## start SUPPLIED MATERIAL

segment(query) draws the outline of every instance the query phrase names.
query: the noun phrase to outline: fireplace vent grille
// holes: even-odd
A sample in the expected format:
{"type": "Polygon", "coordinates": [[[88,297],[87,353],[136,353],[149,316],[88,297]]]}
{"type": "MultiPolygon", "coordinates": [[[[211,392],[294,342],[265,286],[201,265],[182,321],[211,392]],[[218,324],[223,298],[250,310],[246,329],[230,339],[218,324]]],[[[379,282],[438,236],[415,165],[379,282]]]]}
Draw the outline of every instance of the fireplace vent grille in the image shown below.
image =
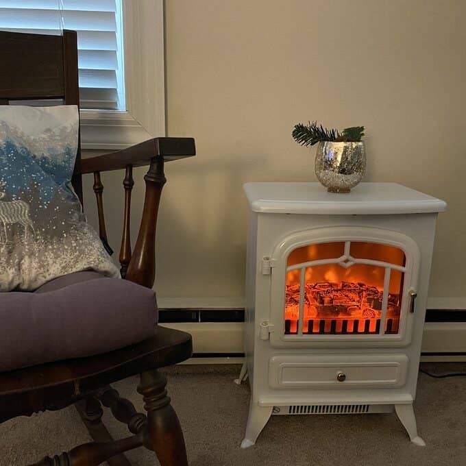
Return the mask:
{"type": "Polygon", "coordinates": [[[354,414],[369,413],[369,404],[310,404],[289,406],[289,414],[354,414]]]}

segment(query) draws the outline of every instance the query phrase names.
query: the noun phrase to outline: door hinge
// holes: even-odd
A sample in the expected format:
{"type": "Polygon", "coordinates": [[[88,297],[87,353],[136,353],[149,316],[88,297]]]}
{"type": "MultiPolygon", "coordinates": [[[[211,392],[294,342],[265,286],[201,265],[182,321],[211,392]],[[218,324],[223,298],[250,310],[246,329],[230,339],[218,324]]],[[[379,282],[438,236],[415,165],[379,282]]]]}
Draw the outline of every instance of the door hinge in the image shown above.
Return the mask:
{"type": "Polygon", "coordinates": [[[273,332],[273,324],[269,321],[262,321],[260,322],[260,329],[259,330],[259,338],[261,340],[268,340],[270,334],[273,332]]]}
{"type": "Polygon", "coordinates": [[[262,275],[270,275],[272,269],[277,265],[277,261],[269,257],[264,257],[262,260],[262,275]]]}

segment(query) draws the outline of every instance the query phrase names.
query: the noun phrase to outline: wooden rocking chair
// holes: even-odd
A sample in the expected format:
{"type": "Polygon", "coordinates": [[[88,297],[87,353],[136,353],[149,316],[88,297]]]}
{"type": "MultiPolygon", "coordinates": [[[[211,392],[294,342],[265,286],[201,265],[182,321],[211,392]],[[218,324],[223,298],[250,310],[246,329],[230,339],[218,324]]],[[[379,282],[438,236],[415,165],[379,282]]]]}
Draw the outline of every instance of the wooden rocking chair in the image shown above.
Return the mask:
{"type": "MultiPolygon", "coordinates": [[[[64,31],[62,36],[1,32],[0,62],[0,104],[37,99],[62,99],[65,104],[79,104],[75,32],[64,31]]],[[[152,286],[156,223],[166,182],[164,162],[195,154],[194,140],[191,138],[156,138],[129,149],[83,160],[78,153],[73,186],[82,201],[81,176],[94,173],[99,234],[107,248],[100,172],[125,170],[119,259],[122,277],[127,280],[152,286]],[[145,177],[146,192],[139,234],[132,254],[132,167],[141,165],[149,168],[145,177]]],[[[75,404],[95,441],[53,458],[46,457],[36,465],[93,466],[107,461],[110,466],[128,465],[123,452],[143,445],[155,452],[162,466],[186,466],[182,429],[167,395],[167,381],[158,369],[186,360],[191,354],[191,335],[158,327],[153,337],[121,350],[0,373],[0,422],[75,404]],[[110,387],[112,382],[136,374],[140,374],[138,391],[143,397],[147,414],[137,413],[129,401],[110,387]],[[101,405],[110,408],[119,421],[127,425],[131,436],[113,440],[101,421],[101,405]]]]}

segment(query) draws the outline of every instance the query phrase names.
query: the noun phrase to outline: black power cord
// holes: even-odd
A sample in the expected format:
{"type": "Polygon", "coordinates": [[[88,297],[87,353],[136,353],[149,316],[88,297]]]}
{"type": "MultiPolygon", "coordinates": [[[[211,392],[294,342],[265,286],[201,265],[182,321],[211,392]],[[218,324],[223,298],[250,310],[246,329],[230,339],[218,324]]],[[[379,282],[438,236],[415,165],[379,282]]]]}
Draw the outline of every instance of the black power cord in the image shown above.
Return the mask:
{"type": "Polygon", "coordinates": [[[419,372],[425,373],[429,377],[433,377],[434,378],[447,378],[447,377],[466,377],[466,372],[452,372],[451,373],[430,373],[427,371],[424,371],[424,369],[419,369],[419,372]]]}

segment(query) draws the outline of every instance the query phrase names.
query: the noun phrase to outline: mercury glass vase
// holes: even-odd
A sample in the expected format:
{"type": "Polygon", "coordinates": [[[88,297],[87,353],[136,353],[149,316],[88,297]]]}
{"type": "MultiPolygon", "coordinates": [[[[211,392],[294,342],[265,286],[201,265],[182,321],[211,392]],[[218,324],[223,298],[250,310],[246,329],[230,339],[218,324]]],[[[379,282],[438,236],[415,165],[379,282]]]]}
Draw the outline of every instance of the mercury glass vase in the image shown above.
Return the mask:
{"type": "Polygon", "coordinates": [[[349,193],[360,182],[365,171],[363,142],[321,141],[317,144],[315,174],[330,193],[349,193]]]}

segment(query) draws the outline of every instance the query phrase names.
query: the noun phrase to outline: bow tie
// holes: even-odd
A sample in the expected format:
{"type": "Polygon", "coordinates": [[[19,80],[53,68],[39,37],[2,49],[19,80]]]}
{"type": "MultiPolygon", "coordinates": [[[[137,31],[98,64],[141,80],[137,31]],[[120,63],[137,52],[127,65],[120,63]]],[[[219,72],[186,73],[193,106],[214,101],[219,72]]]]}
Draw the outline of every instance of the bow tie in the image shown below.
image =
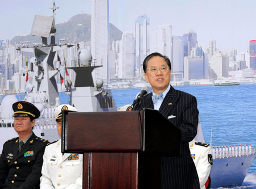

## end SUPPLIED MATERIAL

▶ _EXERCISE PROMPT_: Identify every line of the material above that contains the string "wooden", and copy each of those lines in full.

▶ _EXERCISE SOLUTION_:
query: the noun phrase to outline: wooden rocking chair
Draw the outline of every instance of the wooden rocking chair in the image shown above.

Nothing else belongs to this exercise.